▶ _REQUIRED TASK_: Return each line of the data below that contains the string "dark".

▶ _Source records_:
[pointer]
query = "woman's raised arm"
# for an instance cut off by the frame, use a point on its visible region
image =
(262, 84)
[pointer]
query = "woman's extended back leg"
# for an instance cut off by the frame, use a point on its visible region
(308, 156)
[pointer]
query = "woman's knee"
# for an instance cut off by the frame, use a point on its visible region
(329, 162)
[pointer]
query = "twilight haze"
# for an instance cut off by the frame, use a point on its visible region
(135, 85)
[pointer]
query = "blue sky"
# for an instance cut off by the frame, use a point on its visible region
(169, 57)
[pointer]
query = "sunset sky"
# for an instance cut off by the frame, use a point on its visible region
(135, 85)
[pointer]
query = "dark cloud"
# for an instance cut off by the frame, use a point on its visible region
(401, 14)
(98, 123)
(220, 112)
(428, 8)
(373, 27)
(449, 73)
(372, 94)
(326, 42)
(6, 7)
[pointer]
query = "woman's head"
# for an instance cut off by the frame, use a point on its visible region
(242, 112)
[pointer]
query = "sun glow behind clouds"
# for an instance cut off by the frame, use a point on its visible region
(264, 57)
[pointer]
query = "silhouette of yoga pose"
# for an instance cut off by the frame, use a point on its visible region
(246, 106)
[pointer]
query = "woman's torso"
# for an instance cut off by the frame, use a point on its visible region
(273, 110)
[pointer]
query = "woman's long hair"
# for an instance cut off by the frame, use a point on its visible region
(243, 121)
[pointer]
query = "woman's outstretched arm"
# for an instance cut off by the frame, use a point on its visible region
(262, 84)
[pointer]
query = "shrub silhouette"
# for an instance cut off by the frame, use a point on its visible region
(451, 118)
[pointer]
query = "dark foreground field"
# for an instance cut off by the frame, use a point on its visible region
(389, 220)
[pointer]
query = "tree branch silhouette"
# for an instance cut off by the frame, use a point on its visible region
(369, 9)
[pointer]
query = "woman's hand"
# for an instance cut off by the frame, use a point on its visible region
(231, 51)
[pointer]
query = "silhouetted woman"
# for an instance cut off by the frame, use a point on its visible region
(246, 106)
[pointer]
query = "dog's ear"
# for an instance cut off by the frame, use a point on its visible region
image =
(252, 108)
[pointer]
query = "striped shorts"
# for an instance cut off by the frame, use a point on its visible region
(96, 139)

▶ _RESPONSE FOR THIS EXERCISE_:
query = "dark cloud"
query = "dark foreground field"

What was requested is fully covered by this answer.